— start SOURCE TEXT —

His heart is fine..... The specialist gave him the clearance to leave a normal healthy life and let him do whatever he wants to...no limits.... and a chance of him dying from the heart murmur is like me or you getting hit by lighting....


----------



## HovawartMom (Aug 10, 2006)

Double the good news!.So happy for him and you!.You go,Cruiser!.


----------



## GoldenJoyx'stwo (Feb 25, 2007)

Now why does that NOT surprise me! Congrats Mary!!! I'll bet Hooch would be happy to hear this.


----------



## Abbydabbydo (Jan 31, 2007)

Congratulations! Wonderful group of dogs!


----------



## sharlin (Feb 26, 2007)

Alllllllllll Riiiiiiigggggggggghhhht!!!!!! Big time rooooooooooos for Cruise!!!! (now we just gotta work on getting Roxy there permenent)


----------



## Maggies mom (Jan 6, 2006)

sharlin said:


> Alllllllllll Riiiiiiigggggggggghhhht!!!!!! Big time rooooooooooos for Cruise!!!! (now we just gotta work on getting Roxy there permenent)


NOOOOOOOOOOOOOOOOOO..... Roxy isnt fitting in well here with Maggie and the others..... Even the Cruise man isnt thrilled about her..... When the crew is inside and Roxy comes in they all get up and go outside...


----------



## Carsonsdaddy (Nov 1, 2006)

I'm with Rob on this one.... I've known for some time that Cruiser was staying.... : 

Congrats to both of you!!


----------



## Maggies mom (Jan 6, 2006)

Carsonsdaddy said:


> I'm with Rob on this one.... I've known for some time that Cruiser was staying.... :
> 
> Congrats to both of you!!


Well im glad you guys knew , because I didnt.......


----------



## AndyFarmer (Jul 9, 2007)

Maggies mom said:


> Well im glad you guys knew , because I didnt.......


I'm calling shenanigans......


----------



## Maggies mom (Jan 6, 2006)

AndyFarmer said:


> I'm calling shenanigans......


blah, blah, blah..........


----------



## TheHooch (May 9, 2007)

I am just now seeing this!!!!!!!!!!!!!!!!! Such great news way to go Cruiser


----------

— end SOURCE TEXT —
— start ENTRIES SUPPLIED —

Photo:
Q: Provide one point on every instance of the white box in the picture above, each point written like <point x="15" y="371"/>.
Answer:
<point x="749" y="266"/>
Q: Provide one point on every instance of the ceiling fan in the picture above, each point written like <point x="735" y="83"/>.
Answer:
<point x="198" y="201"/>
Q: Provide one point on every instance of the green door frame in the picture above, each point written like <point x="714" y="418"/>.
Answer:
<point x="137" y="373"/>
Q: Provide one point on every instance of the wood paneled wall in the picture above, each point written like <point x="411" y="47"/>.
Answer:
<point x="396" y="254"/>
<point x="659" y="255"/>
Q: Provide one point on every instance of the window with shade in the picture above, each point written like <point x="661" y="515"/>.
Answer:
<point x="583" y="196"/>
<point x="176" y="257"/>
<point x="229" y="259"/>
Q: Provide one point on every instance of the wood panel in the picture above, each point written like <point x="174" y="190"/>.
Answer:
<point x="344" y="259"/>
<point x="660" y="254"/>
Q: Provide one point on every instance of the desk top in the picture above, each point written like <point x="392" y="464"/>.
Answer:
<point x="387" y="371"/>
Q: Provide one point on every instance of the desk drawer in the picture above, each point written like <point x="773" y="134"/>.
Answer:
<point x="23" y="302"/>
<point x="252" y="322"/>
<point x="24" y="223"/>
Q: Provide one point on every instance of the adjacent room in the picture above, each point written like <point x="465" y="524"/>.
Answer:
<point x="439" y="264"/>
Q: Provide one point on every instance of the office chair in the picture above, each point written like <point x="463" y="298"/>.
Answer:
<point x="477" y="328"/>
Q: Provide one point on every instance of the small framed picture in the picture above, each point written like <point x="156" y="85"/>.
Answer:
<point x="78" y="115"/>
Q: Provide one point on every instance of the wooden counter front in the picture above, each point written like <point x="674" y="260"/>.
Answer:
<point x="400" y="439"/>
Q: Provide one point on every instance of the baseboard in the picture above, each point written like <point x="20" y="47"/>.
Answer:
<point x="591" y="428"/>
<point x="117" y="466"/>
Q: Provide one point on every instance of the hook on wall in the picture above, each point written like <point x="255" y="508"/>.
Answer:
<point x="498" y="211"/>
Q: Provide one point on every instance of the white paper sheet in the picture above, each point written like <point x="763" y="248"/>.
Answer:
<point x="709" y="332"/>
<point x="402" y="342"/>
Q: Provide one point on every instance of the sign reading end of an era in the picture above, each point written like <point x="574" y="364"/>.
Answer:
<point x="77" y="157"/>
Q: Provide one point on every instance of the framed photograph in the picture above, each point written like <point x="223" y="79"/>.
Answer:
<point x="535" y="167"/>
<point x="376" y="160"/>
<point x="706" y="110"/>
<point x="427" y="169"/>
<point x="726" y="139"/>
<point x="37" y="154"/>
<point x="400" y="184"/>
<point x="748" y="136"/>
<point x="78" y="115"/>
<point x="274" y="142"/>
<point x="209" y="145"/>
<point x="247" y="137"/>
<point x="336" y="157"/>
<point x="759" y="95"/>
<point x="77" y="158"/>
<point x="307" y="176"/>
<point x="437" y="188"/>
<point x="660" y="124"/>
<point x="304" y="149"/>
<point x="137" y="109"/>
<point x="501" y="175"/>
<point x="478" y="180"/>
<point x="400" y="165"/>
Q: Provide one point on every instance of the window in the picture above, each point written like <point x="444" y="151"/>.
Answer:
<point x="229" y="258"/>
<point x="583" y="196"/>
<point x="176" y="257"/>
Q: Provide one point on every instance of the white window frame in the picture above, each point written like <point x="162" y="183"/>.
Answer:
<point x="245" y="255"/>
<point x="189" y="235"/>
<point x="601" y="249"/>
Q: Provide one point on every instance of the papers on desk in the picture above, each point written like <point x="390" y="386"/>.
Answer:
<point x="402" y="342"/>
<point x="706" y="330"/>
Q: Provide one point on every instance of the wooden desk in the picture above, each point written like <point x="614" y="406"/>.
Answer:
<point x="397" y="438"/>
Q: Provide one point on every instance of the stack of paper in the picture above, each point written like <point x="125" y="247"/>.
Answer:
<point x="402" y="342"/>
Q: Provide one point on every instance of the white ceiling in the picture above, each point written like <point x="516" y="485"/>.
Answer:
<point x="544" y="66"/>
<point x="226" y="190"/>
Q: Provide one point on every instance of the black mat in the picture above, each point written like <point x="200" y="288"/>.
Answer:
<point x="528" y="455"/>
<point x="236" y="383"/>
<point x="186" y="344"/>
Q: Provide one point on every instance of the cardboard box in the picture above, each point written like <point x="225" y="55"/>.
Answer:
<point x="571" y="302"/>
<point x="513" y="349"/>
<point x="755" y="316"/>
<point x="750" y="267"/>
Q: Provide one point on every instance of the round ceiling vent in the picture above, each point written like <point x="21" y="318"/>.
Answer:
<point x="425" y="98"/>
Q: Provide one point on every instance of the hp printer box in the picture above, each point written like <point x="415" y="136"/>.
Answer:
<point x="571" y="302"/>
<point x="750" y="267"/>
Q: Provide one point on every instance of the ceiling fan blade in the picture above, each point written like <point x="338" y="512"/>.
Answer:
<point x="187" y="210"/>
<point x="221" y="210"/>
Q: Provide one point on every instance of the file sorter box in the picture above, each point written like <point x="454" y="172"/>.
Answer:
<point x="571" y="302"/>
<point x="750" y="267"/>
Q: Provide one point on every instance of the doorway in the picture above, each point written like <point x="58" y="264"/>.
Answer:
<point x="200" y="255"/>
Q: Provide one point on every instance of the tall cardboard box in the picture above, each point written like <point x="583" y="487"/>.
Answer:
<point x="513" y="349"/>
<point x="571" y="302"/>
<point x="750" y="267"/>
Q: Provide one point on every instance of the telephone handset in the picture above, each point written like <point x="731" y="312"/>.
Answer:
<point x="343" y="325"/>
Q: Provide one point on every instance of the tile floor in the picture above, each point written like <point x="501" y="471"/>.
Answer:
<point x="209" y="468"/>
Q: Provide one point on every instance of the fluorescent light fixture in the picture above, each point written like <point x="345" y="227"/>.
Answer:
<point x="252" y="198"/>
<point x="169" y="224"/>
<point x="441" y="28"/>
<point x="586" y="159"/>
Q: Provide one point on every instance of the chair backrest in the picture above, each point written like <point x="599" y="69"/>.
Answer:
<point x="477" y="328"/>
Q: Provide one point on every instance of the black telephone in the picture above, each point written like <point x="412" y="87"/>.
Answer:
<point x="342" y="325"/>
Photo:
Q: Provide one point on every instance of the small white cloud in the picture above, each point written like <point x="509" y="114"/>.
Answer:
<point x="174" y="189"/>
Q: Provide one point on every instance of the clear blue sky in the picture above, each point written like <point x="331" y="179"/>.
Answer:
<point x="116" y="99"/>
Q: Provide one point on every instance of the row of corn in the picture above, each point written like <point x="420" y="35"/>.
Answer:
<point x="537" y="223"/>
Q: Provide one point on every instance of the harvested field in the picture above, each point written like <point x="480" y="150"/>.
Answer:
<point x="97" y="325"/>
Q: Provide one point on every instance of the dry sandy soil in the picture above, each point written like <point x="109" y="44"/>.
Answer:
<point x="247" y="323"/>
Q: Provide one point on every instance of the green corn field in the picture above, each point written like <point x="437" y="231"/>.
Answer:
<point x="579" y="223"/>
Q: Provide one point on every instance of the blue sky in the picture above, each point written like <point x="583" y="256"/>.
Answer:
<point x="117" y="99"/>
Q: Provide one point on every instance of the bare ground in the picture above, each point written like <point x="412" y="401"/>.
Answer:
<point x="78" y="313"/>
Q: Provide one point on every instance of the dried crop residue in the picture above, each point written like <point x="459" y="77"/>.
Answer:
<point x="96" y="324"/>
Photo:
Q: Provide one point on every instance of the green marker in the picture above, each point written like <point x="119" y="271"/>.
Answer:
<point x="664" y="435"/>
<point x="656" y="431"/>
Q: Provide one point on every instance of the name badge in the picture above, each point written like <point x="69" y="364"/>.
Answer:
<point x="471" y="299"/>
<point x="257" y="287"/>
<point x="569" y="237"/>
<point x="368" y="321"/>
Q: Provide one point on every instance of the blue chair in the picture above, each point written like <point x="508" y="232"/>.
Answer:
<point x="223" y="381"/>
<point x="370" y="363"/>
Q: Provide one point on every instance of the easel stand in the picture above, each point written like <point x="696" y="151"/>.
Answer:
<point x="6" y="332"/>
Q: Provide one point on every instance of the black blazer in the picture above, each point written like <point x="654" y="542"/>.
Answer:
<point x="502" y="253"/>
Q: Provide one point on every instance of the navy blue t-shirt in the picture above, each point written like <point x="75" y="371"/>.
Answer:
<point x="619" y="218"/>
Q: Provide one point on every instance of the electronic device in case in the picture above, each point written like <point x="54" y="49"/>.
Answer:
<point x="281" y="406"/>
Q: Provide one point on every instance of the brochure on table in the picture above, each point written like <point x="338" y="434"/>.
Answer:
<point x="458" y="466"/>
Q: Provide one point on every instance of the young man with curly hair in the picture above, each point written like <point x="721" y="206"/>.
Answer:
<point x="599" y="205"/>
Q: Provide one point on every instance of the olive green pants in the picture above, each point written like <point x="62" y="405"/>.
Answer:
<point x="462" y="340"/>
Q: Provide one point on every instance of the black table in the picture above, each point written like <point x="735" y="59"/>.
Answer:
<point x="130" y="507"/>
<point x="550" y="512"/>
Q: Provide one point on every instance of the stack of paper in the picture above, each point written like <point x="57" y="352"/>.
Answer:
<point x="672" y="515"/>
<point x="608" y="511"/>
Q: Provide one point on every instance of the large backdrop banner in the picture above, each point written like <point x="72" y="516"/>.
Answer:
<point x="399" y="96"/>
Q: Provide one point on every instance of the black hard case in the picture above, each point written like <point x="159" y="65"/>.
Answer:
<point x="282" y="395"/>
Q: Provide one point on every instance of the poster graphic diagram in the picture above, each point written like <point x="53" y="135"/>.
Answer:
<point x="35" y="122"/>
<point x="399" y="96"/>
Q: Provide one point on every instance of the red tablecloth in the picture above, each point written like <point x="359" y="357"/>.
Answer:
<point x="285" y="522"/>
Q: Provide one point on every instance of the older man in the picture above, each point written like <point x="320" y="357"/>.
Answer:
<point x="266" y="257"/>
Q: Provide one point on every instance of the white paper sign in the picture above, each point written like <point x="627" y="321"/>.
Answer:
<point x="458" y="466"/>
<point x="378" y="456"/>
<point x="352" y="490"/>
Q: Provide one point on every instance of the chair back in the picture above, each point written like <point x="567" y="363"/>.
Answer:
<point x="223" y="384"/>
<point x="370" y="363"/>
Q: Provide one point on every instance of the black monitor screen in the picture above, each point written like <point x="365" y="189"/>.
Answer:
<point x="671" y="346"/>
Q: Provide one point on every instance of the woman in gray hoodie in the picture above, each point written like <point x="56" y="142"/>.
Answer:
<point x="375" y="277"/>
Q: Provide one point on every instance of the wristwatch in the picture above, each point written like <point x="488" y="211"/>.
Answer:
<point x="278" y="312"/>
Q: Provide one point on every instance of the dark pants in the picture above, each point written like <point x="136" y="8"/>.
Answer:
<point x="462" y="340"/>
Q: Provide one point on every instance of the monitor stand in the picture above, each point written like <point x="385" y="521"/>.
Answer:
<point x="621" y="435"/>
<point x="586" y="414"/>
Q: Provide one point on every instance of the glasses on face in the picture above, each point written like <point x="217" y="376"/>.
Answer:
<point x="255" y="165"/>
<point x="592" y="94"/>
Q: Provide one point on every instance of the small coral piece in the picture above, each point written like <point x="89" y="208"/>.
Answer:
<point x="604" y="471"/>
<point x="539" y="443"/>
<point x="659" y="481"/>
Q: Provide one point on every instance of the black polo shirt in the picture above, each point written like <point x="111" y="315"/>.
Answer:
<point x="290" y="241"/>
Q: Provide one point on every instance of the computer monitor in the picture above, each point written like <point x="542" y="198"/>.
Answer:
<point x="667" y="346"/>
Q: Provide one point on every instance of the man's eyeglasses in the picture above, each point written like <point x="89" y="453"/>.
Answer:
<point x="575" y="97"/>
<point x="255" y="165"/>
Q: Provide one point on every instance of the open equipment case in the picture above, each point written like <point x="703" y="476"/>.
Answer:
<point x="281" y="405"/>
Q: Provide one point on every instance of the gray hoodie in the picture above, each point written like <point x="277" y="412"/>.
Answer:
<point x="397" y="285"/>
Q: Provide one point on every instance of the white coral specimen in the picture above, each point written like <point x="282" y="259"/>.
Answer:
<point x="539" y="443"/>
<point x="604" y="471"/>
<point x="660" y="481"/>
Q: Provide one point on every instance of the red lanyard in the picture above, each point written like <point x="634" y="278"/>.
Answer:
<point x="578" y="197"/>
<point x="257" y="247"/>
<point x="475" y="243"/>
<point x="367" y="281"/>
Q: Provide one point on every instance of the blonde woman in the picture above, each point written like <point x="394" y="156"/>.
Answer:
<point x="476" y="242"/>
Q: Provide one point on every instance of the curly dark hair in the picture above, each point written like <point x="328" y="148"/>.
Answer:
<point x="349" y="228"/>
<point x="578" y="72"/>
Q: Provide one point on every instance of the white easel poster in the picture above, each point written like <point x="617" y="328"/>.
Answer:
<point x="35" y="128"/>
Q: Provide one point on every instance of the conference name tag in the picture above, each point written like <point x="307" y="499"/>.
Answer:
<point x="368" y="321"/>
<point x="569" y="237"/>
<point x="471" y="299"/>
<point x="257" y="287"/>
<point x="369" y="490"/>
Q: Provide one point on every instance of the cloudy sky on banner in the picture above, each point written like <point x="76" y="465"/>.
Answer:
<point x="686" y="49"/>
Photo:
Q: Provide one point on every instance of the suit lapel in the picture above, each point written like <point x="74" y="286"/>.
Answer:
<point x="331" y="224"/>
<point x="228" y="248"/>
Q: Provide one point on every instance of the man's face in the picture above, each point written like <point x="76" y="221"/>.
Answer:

— end ENTRIES SUPPLIED —

EXERCISE:
Transcribe the portion of the Cruiser forum thread above that opens with the words containing "His heart is" and closes with "hit by lighting....", reproducing it character for character.

COMPLETE OUTPUT:
His heart is fine..... The specialist gave him the clearance to leave a normal healthy life and let him do whatever he wants to...no limits.... and a chance of him dying from the heart murmur is like me or you getting hit by lighting....